(Records from a dataset)
------------------------------------------------
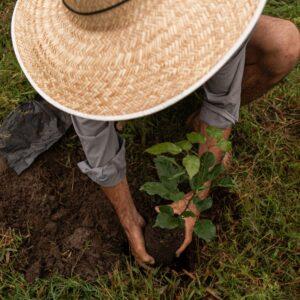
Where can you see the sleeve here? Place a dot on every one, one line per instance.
(222, 99)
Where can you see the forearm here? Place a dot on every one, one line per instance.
(211, 146)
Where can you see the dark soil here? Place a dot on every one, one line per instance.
(162, 244)
(68, 225)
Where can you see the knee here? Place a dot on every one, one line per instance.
(283, 51)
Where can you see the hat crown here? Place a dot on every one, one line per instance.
(91, 6)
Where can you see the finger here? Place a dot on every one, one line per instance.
(180, 206)
(189, 227)
(144, 265)
(227, 160)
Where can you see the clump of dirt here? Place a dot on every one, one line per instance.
(162, 244)
(68, 225)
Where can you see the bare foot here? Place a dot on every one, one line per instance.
(134, 232)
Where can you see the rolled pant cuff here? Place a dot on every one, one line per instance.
(212, 117)
(110, 174)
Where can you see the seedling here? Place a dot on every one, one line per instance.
(178, 164)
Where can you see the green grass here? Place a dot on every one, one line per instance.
(255, 256)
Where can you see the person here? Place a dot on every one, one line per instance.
(270, 54)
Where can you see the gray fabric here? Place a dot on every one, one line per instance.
(104, 150)
(35, 126)
(222, 101)
(29, 131)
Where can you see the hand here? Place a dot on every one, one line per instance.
(131, 220)
(189, 223)
(187, 204)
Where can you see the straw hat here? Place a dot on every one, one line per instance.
(123, 59)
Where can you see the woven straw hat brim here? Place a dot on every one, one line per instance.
(129, 62)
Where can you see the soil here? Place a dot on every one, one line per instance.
(162, 244)
(68, 225)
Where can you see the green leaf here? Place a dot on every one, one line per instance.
(196, 137)
(164, 148)
(184, 145)
(208, 160)
(205, 230)
(157, 188)
(216, 171)
(167, 167)
(166, 221)
(188, 214)
(226, 182)
(176, 196)
(225, 146)
(191, 164)
(166, 209)
(214, 132)
(203, 205)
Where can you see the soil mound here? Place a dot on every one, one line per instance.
(69, 226)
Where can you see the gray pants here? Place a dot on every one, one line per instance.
(23, 138)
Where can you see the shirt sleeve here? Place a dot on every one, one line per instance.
(222, 99)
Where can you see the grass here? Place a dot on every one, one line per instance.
(254, 257)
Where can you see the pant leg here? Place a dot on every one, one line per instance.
(29, 131)
(222, 101)
(105, 151)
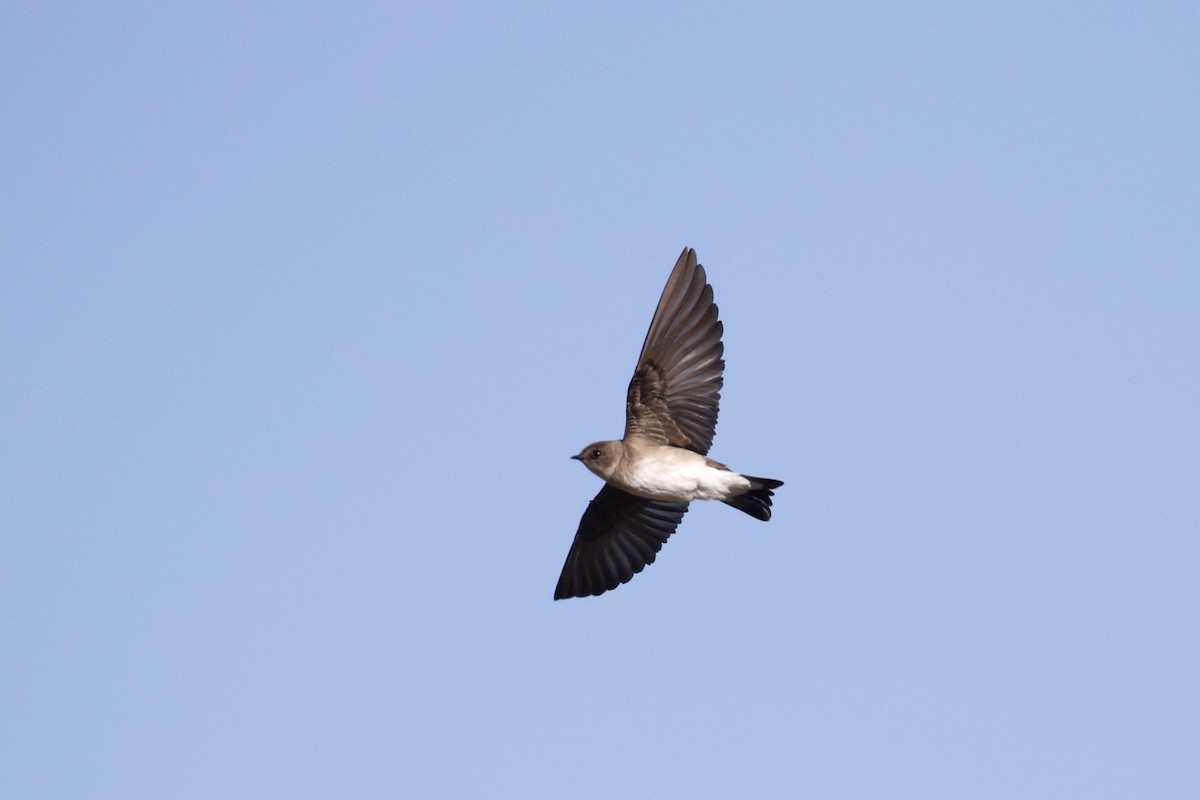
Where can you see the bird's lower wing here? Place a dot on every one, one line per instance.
(618, 535)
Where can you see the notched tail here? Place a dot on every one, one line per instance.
(756, 501)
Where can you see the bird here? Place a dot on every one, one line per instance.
(661, 463)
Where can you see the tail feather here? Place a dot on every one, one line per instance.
(756, 501)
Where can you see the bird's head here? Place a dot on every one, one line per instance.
(601, 457)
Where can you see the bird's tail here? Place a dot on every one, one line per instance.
(756, 501)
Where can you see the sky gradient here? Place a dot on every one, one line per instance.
(303, 310)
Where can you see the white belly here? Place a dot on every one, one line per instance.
(679, 475)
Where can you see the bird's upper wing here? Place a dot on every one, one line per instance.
(676, 389)
(618, 535)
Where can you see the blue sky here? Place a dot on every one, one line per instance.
(303, 310)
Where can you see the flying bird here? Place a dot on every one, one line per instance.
(660, 465)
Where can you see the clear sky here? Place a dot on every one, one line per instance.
(304, 308)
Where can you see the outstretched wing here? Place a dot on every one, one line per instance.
(618, 535)
(676, 389)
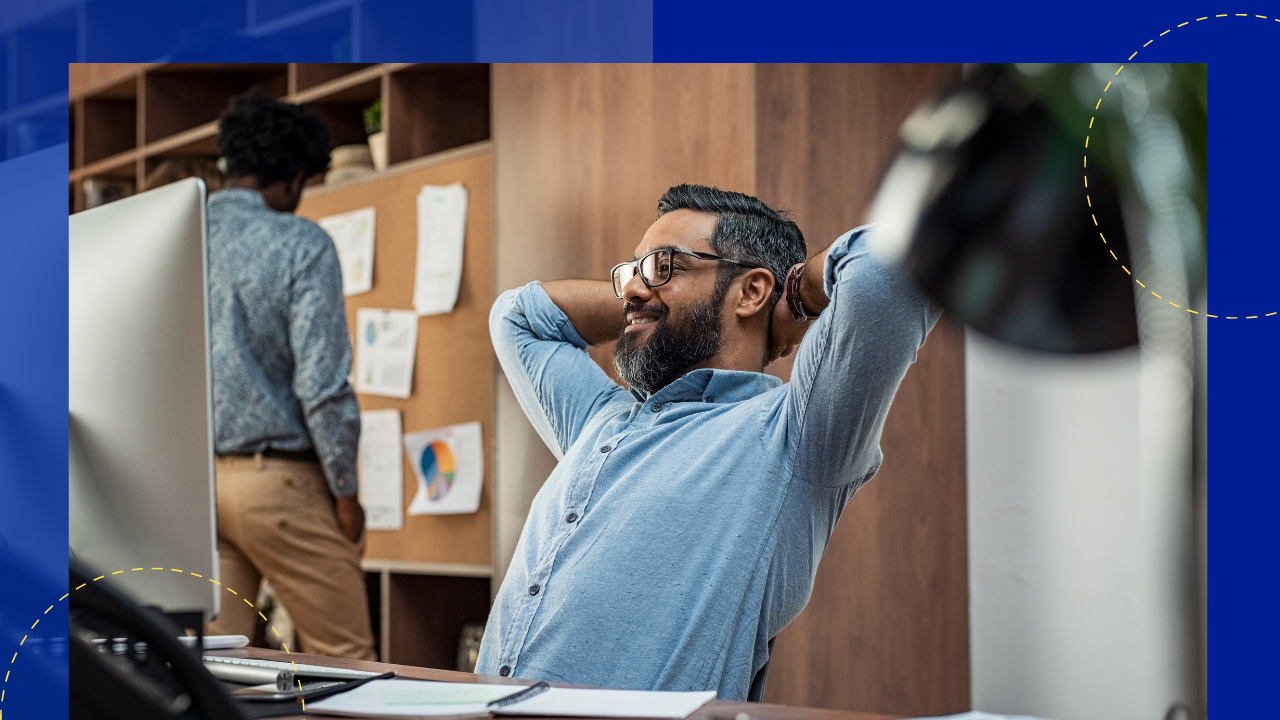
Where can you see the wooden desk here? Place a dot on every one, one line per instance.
(714, 710)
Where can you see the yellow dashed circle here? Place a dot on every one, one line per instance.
(14, 659)
(1087, 164)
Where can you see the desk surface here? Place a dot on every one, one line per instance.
(714, 710)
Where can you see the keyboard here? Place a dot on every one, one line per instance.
(315, 670)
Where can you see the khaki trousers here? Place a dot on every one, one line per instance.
(275, 519)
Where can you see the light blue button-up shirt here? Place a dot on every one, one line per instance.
(681, 532)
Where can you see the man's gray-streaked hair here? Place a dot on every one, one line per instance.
(745, 229)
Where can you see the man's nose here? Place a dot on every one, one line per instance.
(636, 291)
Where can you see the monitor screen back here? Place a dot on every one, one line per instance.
(141, 465)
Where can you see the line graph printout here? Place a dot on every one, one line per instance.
(353, 236)
(385, 345)
(382, 469)
(442, 220)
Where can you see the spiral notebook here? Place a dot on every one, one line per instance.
(426, 698)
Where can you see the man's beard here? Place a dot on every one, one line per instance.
(672, 347)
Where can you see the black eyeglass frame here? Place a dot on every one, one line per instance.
(635, 264)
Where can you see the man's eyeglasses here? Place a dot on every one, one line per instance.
(654, 268)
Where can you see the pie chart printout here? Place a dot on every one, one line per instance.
(448, 464)
(439, 469)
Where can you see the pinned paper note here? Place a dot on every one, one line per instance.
(442, 220)
(353, 236)
(448, 464)
(385, 342)
(382, 472)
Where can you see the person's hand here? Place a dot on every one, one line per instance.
(351, 516)
(786, 331)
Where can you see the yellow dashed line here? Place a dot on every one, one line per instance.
(1086, 164)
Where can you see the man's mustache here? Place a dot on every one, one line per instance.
(659, 311)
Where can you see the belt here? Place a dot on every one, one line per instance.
(297, 456)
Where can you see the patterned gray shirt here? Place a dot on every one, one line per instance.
(279, 342)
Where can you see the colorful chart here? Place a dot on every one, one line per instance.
(438, 468)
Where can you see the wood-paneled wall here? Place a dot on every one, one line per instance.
(581, 155)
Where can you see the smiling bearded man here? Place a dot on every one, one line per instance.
(684, 524)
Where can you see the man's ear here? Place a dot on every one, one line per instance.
(757, 287)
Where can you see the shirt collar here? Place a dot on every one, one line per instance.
(709, 384)
(237, 196)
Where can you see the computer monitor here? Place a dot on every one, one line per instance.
(141, 465)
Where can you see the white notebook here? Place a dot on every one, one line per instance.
(426, 698)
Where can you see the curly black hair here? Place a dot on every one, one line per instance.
(272, 141)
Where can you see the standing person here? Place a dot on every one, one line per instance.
(682, 528)
(286, 418)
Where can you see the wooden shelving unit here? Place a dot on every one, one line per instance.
(430, 579)
(126, 123)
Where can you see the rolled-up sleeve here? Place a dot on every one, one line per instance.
(851, 361)
(321, 356)
(557, 383)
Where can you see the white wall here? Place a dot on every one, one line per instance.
(1079, 533)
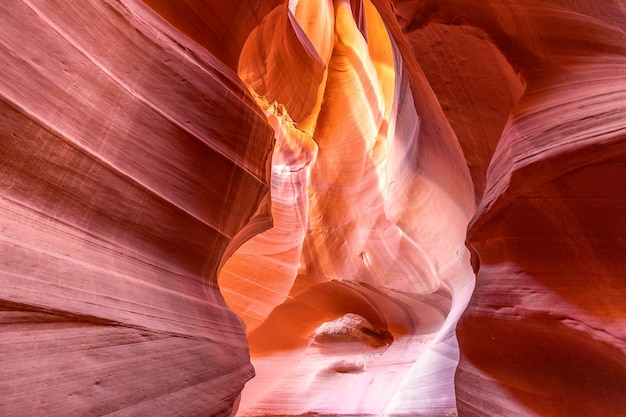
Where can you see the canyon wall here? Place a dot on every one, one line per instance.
(349, 207)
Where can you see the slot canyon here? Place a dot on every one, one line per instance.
(313, 208)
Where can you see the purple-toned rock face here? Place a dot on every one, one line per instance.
(377, 207)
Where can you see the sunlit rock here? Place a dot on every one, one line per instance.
(315, 192)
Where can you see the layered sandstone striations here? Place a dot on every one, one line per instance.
(544, 334)
(326, 167)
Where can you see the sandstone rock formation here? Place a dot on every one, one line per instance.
(326, 194)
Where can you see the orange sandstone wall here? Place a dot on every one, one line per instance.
(194, 192)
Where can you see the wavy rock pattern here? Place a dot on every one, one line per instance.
(322, 189)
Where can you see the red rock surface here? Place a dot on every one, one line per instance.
(194, 192)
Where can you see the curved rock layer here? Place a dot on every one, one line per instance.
(355, 172)
(325, 162)
(130, 159)
(544, 334)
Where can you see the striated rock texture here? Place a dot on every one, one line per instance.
(326, 194)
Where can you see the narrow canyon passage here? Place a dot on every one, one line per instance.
(354, 292)
(313, 208)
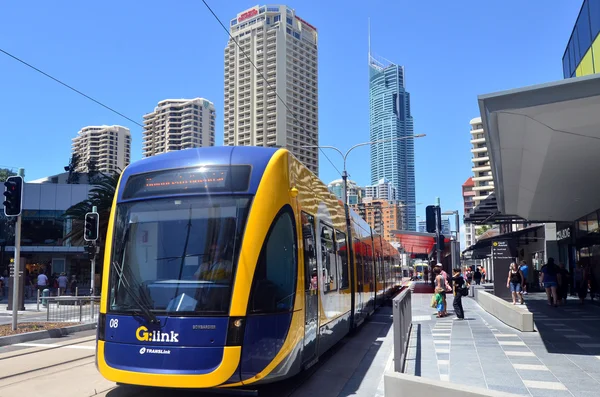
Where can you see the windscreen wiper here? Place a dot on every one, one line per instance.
(148, 315)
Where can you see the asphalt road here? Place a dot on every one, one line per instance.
(64, 367)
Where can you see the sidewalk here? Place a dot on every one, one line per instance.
(562, 359)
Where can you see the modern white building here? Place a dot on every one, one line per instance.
(482, 171)
(283, 47)
(107, 147)
(177, 124)
(355, 192)
(384, 190)
(446, 228)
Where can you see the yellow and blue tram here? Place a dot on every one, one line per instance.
(229, 266)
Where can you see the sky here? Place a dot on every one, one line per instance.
(131, 55)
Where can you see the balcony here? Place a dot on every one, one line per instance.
(483, 178)
(479, 149)
(483, 187)
(481, 168)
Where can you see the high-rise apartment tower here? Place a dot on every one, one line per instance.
(390, 118)
(177, 124)
(283, 47)
(108, 148)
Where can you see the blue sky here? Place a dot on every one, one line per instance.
(130, 56)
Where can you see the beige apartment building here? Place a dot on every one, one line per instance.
(382, 215)
(177, 124)
(108, 147)
(283, 47)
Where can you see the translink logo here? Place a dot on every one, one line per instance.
(143, 335)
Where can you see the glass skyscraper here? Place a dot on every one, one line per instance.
(390, 118)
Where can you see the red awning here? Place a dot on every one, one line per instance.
(418, 244)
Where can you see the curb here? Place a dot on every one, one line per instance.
(50, 333)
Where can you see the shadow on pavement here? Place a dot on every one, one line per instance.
(339, 372)
(570, 328)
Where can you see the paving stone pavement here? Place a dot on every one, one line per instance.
(561, 359)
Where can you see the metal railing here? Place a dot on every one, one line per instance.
(76, 309)
(402, 311)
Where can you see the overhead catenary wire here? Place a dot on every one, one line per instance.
(262, 76)
(68, 86)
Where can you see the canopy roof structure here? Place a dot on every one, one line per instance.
(417, 243)
(544, 144)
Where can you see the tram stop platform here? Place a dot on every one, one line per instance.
(560, 358)
(356, 365)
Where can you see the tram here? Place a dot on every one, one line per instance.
(229, 267)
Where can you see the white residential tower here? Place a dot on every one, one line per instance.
(283, 47)
(107, 147)
(177, 124)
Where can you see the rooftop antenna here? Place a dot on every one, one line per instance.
(369, 36)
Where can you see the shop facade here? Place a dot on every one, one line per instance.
(44, 247)
(587, 243)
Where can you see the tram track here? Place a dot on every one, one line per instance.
(40, 347)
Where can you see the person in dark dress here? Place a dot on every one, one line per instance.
(565, 278)
(458, 283)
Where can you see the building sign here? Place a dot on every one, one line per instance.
(501, 250)
(502, 256)
(248, 14)
(563, 234)
(306, 23)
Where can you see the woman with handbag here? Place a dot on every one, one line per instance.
(459, 290)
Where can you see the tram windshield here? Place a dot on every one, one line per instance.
(176, 255)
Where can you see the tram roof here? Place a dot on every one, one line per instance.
(257, 157)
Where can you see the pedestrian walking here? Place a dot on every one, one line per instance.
(459, 288)
(515, 282)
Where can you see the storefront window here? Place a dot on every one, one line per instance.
(537, 260)
(581, 227)
(42, 228)
(592, 222)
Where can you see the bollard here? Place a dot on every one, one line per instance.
(45, 295)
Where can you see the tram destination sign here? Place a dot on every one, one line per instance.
(501, 250)
(188, 180)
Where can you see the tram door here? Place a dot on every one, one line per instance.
(311, 325)
(360, 277)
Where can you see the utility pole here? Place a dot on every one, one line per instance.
(91, 232)
(12, 208)
(438, 232)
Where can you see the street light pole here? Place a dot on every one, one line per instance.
(456, 243)
(346, 206)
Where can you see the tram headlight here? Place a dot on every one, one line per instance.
(235, 331)
(102, 326)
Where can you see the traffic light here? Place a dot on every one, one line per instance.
(91, 251)
(92, 225)
(13, 196)
(441, 243)
(430, 218)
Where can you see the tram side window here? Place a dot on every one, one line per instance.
(342, 254)
(275, 278)
(328, 259)
(368, 264)
(360, 277)
(310, 255)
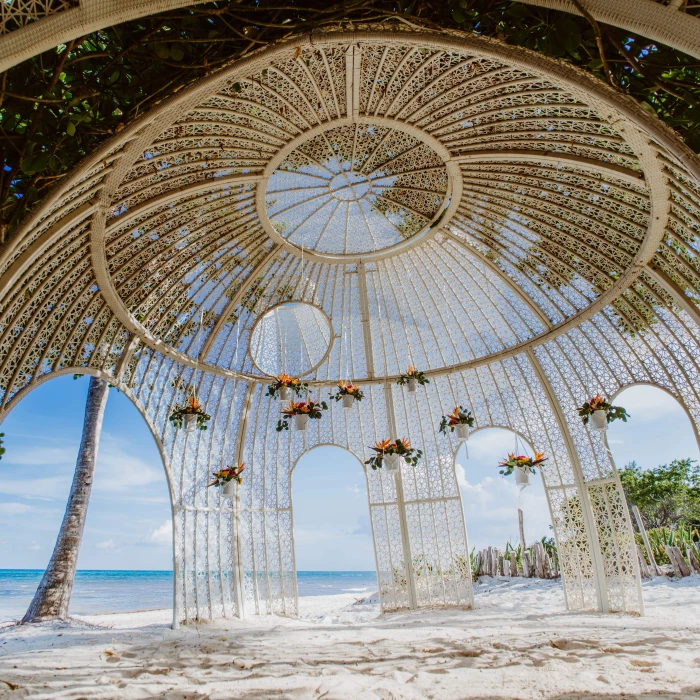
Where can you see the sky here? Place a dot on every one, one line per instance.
(128, 524)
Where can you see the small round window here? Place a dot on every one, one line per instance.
(293, 338)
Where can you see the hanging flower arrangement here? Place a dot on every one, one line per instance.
(285, 386)
(228, 475)
(391, 452)
(600, 412)
(460, 420)
(300, 413)
(348, 394)
(191, 413)
(227, 478)
(412, 377)
(522, 465)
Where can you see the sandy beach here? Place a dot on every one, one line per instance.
(519, 643)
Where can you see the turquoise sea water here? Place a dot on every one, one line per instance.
(97, 592)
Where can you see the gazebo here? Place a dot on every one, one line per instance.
(342, 205)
------------------------------------------------
» **TASK INSTRUCTIONS**
Leave out every line before the one containing "Where can you see the turquoise". Transcribe that line and all lines after it through the end of the data above, exactly.

» **PROBLEM SOLUTION**
Where can you see the turquoise sea water here? Place a dot on every one, one line per instance.
(97, 592)
Where can you see the gazebo here? Place a dot on every one, one line per instance.
(342, 205)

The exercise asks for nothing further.